§ **Document extract**
• • • • • • •

Interviewer - Chris Smith

Thankfully everything changed for Robert Lefkowtiz who joins us in a moment.

(Promo)

The Chemistry World podcast is brought to you by the Royal Society of Chemistry look us up online at chemistry world dot org.

(End Promo)

Interviewer - Chris Smith

Hello, I am Chris Smith and with us for this the November 2012 edition of Chemistry World are Andrew Turley, Ian Le Guillou and Neil Withers who has been looking at the cold stuff.

(1:25 - How many molecules are in the smallest possible ice-cube?)

Interviewee - Neil Withers

Well how many water molecules do you think it takes to make an ice cube?

Interviewer - Chris Smith

It's obviously going to be a tricky question.  I know that you get these hydrates, these little tiny ice cubic things that have watery cages and they are in the region of about 22, so I would go for that simple path.

• • • • • • •

§ **Requirement 1**
In the podcast transcript, alter the stretch from "Thankfully everything changed" through "(End Promo)" by swapping "podcast" for "show".
§ **Requirement 2**
Carry the podcast transcript on past its final line.
The listing that follows has no connection to the podcast transcript.

§ **Data for analysis**

• • • • • • •

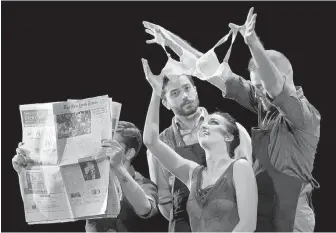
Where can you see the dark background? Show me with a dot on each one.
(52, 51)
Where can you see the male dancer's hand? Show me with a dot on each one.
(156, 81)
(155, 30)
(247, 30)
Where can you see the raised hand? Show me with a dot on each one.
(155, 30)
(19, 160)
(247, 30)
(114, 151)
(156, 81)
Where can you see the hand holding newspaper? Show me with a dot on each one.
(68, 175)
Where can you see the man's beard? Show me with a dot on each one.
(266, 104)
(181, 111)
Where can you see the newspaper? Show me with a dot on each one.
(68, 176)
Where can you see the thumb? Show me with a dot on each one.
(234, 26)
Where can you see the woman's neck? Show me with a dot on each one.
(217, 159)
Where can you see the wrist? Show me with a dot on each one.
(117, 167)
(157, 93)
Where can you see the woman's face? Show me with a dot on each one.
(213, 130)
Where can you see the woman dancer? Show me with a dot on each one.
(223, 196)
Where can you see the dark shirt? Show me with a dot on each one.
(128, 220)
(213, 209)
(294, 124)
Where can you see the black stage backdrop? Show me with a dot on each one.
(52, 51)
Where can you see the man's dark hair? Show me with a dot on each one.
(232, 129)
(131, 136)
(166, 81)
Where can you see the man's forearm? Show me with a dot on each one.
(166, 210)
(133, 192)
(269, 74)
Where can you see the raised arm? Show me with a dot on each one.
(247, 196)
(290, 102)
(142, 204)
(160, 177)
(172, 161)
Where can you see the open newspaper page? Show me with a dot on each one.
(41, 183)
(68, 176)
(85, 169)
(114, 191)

• • • • • • •

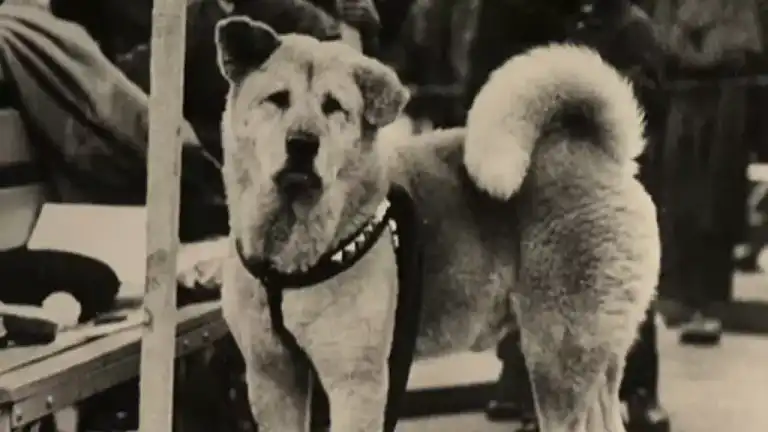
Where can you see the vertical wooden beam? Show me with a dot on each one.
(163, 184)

• • • • • • •

§ **Expected answer 1**
Thankfully everything changed for Robert Lefkowtiz who joins us in a moment.

(Promo)

The Chemistry World show is brought to you by the Royal Society of Chemistry look us up online at chemistry world dot org.

(End Promo)

§ **Expected answer 2**
Interviewee - Neil Withers

Okay that's not a bad guess, but those aren't really proper ice, you know, with the sort of the hexagonal structure of hydrogen bonded water molecules that we all know and love and learn about and put in our gin and tonic, so it turns out that the smallest ice cube that is recognizably ice would have about 275 water molecules in it.

Interviewer - Chris Smith

That's quite a few.  How do they know that, and why do you need 275?

Interviewee - Neil Withers

How they found out using Mass spec, this was by Thomas Zeuch and Udo Buck both from various institutions in Germany.  They used Mass spec and IR, so they used Mass Spec to look at very small clusters of water molecules only from say 70-80 molecules up to several hundred. So they used Mass spec because then they could pick out the right sizes and then they used IR to look at the structure of what was going on inside those clusters. So all the different bonds have a different characteristic frequency and the solid ice has a very characteristic one whereas the amorphous or the liquid has a different one and when it got to 275, they saw the characteristic solid peak.

Interviewer - Chris Smith

Why that threshold number though, what is going on between 270 water molecules and let's say 275 that means it suddenly starts to form ice, it must come down to energetic or something.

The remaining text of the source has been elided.